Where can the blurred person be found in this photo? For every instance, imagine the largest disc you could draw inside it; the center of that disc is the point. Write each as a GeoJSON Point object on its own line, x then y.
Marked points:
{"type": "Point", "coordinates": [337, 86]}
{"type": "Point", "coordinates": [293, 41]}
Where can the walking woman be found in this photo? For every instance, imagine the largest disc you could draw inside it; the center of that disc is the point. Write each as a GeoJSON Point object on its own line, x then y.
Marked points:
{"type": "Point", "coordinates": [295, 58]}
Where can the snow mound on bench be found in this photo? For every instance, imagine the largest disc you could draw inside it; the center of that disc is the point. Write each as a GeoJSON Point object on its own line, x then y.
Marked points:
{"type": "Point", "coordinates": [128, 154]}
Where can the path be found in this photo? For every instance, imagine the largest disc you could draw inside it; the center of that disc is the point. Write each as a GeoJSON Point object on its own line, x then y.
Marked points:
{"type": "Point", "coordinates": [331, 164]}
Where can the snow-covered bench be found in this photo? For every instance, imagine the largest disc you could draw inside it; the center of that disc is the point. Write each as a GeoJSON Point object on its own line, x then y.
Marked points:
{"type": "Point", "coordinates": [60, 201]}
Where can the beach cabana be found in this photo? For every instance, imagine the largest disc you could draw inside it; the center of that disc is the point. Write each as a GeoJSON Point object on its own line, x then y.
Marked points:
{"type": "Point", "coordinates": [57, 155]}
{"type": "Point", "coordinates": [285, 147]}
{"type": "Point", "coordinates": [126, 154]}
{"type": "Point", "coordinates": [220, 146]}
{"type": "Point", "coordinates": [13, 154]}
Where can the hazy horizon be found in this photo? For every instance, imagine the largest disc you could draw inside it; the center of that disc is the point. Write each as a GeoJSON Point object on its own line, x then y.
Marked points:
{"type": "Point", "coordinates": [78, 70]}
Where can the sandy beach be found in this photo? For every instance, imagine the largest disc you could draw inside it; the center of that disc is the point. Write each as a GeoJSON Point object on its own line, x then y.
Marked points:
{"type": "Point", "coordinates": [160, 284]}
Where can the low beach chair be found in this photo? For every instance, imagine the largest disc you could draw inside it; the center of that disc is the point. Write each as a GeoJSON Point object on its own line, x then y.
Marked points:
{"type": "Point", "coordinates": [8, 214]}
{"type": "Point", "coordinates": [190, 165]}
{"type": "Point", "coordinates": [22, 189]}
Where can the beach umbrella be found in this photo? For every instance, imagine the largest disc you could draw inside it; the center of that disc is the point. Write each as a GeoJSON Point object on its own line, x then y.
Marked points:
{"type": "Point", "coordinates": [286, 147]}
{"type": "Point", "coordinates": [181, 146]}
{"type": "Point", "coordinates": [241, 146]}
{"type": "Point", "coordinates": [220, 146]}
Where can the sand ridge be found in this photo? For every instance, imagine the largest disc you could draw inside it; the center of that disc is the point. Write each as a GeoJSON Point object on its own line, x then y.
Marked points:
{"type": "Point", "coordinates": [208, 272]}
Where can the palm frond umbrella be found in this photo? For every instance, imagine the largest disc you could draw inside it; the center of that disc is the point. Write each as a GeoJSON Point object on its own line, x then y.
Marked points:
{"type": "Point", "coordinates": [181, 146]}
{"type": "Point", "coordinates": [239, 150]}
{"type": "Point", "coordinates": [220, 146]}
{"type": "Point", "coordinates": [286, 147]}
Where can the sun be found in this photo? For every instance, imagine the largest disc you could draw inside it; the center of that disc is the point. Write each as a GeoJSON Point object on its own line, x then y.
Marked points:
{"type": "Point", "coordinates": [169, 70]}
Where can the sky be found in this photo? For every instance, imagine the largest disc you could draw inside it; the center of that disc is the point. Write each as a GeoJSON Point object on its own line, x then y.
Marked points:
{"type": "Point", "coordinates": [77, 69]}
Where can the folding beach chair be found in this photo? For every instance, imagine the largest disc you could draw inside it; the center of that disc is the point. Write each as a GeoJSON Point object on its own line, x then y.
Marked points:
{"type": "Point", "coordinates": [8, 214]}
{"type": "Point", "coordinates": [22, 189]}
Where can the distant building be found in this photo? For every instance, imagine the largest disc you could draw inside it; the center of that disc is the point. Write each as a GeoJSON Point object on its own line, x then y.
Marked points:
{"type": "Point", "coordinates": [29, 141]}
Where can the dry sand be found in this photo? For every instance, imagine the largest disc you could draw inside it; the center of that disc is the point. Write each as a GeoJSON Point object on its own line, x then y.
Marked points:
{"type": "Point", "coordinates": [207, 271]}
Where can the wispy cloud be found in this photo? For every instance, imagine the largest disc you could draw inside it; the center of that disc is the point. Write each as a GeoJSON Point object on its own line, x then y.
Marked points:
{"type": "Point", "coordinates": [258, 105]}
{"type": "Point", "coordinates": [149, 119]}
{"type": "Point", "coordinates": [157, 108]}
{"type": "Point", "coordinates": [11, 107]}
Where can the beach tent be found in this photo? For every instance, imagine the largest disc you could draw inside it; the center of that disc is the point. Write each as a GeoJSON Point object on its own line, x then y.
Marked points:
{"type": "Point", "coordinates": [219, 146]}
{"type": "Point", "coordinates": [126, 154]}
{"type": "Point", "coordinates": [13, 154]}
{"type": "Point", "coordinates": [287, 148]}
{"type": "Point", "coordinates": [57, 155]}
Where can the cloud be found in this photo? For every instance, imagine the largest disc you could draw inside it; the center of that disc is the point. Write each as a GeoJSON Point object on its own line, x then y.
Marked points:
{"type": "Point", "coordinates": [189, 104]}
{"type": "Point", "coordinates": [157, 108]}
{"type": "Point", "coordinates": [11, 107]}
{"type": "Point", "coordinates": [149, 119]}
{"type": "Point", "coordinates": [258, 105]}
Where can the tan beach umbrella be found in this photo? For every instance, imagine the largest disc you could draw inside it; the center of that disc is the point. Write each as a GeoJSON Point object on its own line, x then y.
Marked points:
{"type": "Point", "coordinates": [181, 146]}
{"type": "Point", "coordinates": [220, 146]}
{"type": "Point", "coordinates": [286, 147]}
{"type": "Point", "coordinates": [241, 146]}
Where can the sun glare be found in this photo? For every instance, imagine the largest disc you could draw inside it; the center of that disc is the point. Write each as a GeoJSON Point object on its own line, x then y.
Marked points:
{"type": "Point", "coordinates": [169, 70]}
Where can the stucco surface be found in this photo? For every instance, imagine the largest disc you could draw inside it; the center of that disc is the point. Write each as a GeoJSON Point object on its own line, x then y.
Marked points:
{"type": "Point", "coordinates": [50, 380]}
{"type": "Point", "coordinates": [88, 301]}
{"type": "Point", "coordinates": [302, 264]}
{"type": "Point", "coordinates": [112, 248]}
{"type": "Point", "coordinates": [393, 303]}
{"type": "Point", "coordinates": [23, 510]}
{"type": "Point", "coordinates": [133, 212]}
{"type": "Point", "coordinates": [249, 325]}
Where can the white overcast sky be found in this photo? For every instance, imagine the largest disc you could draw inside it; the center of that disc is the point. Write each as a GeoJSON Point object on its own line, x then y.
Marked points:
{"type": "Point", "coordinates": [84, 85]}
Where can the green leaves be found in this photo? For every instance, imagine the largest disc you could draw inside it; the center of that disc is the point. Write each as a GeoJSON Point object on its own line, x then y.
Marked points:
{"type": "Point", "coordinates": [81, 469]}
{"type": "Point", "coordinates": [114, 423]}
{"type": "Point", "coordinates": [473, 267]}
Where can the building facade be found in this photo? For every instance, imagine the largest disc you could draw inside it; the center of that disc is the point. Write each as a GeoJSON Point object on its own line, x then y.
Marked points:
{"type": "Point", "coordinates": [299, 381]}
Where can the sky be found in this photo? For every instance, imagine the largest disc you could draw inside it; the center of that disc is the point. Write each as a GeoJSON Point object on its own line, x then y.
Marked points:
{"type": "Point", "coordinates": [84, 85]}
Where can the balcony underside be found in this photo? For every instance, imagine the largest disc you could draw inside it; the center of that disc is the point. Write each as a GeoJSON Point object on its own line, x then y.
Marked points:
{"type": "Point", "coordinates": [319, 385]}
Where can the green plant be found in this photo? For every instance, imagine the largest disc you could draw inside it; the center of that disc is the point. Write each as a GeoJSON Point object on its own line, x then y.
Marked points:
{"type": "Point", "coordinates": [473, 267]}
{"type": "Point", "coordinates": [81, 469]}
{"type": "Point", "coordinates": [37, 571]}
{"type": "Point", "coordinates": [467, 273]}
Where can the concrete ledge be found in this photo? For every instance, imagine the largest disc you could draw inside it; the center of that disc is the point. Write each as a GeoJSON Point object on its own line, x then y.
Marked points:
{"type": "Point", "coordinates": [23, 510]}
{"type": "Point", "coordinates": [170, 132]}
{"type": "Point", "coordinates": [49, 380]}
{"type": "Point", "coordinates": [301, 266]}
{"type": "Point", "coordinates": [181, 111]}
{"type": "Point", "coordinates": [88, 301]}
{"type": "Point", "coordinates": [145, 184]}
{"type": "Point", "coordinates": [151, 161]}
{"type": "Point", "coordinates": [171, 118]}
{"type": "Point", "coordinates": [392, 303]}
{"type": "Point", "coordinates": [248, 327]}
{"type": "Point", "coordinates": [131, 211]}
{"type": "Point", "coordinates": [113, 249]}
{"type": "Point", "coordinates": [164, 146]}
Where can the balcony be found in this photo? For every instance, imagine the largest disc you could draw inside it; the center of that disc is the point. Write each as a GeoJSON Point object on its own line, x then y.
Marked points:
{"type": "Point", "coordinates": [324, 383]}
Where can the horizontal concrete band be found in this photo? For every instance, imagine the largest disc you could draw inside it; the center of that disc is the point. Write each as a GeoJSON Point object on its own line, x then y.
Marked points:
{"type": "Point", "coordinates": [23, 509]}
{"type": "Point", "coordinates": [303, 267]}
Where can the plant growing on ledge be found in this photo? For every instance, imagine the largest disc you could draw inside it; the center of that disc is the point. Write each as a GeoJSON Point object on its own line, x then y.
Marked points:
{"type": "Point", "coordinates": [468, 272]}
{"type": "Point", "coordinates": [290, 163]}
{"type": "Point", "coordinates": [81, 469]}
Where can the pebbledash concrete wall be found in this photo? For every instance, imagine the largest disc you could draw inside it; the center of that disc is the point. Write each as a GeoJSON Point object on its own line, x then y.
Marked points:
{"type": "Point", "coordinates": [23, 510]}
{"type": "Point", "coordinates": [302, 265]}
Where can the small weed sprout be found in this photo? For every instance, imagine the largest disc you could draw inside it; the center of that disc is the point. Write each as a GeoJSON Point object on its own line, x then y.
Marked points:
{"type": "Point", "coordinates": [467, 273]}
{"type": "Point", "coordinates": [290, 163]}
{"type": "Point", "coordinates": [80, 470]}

• • •

DO THIS –
Print nothing but the lines from the line with "Where can the balcony be" to the last line of the records above. Both of those lines count.

RESPONSE TO THE EXERCISE –
Where can the balcony be found in this photo? For every instance, imagine the largest disc you could draw inside it; the center of that disc is the point. Write each as a GeoJSON Point object on its own line, x then y.
Marked points:
{"type": "Point", "coordinates": [324, 383]}
Where can the horizontal concrete band be found in this photo? For every instance, imagine the largest disc you could draw inside it; the center of that disc is the point. Write each as a GeoJSON Point object on its own line, x then y.
Marked points:
{"type": "Point", "coordinates": [23, 509]}
{"type": "Point", "coordinates": [303, 267]}
Where can the plant growing on ledge be found in this photo? For every instance, imagine the largest disc you could draw inside it; the center of that disc is the point. Write each as a GeoJSON Point object on its own line, x then y.
Marked points:
{"type": "Point", "coordinates": [468, 272]}
{"type": "Point", "coordinates": [290, 163]}
{"type": "Point", "coordinates": [81, 469]}
Where can the pebbledash concrete wall be found in this photo? For every instance, imagine the largest disc you could draw inside it; the center of that disc is the point. Write each as a GeoJSON Point object on its own line, x then y.
Marked points:
{"type": "Point", "coordinates": [23, 510]}
{"type": "Point", "coordinates": [302, 265]}
Where can the small weed sprout be found in this photo? For every instance, imagine the largest disc you could draw inside it; the center of that disc is the point. Write each as a GeoJSON Point object on its own line, x then y.
Marked points:
{"type": "Point", "coordinates": [467, 273]}
{"type": "Point", "coordinates": [290, 163]}
{"type": "Point", "coordinates": [80, 470]}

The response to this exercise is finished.